Text:
┄┄┄┄┄┄┄┄┄┄┄┄┄┄┄┄┄┄┄┄
Published on Monday, August 2, 2004 by the Arab News

Can’t Bush and Blair See Iraq Is About to Explode?

by Robert Fisk

BAGHDAD - The war is a fraud. I’m not talking about the weapons of mass destruction that didn’t exist. Nor the links between Saddam Hussein and Al-Qaeda which didn’t exist. Nor all the other lies upon which we went to war. I’m talking about the new lies.

For just as, before the war, our governments warned us of threats that did not exist, now they hide from us the threats that do exist. Much of Iraq has fallen outside the control of America’s puppet government in Baghdad but we are not told. Hundreds of attacks are made against US troops every month. But unless an American dies, we are not told. This month’s death toll of Iraqis in Baghdad alone has now reached 700 — the worst month since the invasion ended. But we are not told.
┄┄┄┄┄┄┄┄┄┄┄┄┄┄┄┄┄┄┄┄
Available data:
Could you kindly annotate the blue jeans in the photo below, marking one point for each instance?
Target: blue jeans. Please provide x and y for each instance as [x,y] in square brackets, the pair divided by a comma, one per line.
┄┄┄┄┄┄┄┄┄┄┄┄┄┄┄┄┄┄┄┄
To be done:
#1 Using the Iraq article, mark each statement yes or no and quote the words that decide it: (a) This month's toll of Iraqis killed in Baghdad alone has reached 700. (b) Every attack on US troops is reported to the public. (c) The new lies the writer means concern weapons of mass destruction.
#2 Write the next part of the Iraq article, picking up after its last sentence.

Responses to the exercise:
#1
(a) Yes: "This month’s death toll of Iraqis in Baghdad alone has now reached 700"
(b) No: "But unless an American dies, we are not told."
(c) No: "I’m not talking about the weapons of mass destruction that didn’t exist."

#2
The stage management of this catastrophe in Iraq was all too evident at Saddam Hussein’s “trial”. Not only did the US military censor the tapes of the event. Not only did they effectively delete all sound of the 11 other defendants. But the Americans led Saddam Hussein to believe — until he reached the courtroom — that he was on his way to his execution. Indeed, when he entered the room he believed that the judge was there to condemn him to death. This, after all, was the way Saddam ran his own state security courts. No wonder he initially looked “disorientated” — CNN’s helpful description — because, of course, he was meant to look that way. We had made sure of that. Which is why Saddam asked Judge Juhi: “Are you a lawyer? ... Is this a trial?” And swiftly, as he realized that this really was an initial court hearing — not a preliminary to his own hanging — he quickly adopted an attitude of belligerence. But don’t think we’re going to learn much more about Saddam’s future court appearances. Salem Chalabi, the brother of convicted fraudster Ahmad and the man entrusted by the Americans with the tribunal, told the Iraqi press two weeks ago that all media would be excluded from future court hearings. And I can see why. Because if Saddam does a Milosevic, he’ll want to talk about the real intelligence and military connections of his regime — which were primarily with the United States.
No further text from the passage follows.